# Texte extrait
C’est une soirée symphonique placée sous le signe de la féminité que propose ce soir la Cité Musicale de Metz, dans son admirable vaisseau de bois clair qu’est la grande salle de l’Arsenal (imaginée par l’architecte star Riccardo Bofill), avec comme chef invitée la coréenne Shi-Yeon Sung et la pianiste ukrainienne Anna Fedorova.

 

Et c’est par ailleurs avec une pièce de la (regrettée) compositrice finlandaise Kaija Saariaho que débute le concert, le très circonstancié “Ciel d’hiver” – tandis qu’un froid polaire et une brume tenace règnent à l’extérieur…  Décédée l’an dernier à Paris, où elle résidait depuis les années 1980, cette pièce symphonique extrait du plus ample “Orion” (2002) offre une immersion progressive dans l’univers acoustique si caractéristique de la phalange messine : une petite harmonie boisée, des cuivres aux couleurs ambrées parfaitement intégrées à l’orchestre, des cordes denses et soyeuses, et une fusion des timbres au service d’une lisibilité exemplaire. Ces éléments se conjuguent pour offrir une interprétation raffinée de ce Ciel d’hiver, plus contemplative et immobile que véritablement lugubre, dans laquelle les cordes créent un continuum sonore d’où émergent, par moments, de superbes soli instrumentaux.

# Énoncé 1
Citez le passage du texte sur le concert de Metz compris entre « C’est une soirée » et « ukrainienne Anna Fedorova. », ces deux bornes incluses.
# Énoncé 2
Relevez toutes les personnes nommées dans le texte sur le concert de Metz.
Le matériau qui suit est indépendant du texte sur le concert de Metz.

# Données recueillies

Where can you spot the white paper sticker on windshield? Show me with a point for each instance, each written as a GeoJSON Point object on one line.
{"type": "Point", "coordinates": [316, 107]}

# Réponse 1
C’est une soirée symphonique placée sous le signe de la féminité que propose ce soir la Cité Musicale de Metz, dans son admirable vaisseau de bois clair qu’est la grande salle de l’Arsenal (imaginée par l’architecte star Riccardo Bofill), avec comme chef invitée la coréenne Shi-Yeon Sung et la pianiste ukrainienne Anna Fedorova.

# Réponse 2
- Riccardo Bofill
- Shi-Yeon Sung
- Anna Fedorova
- Kaija Saariaho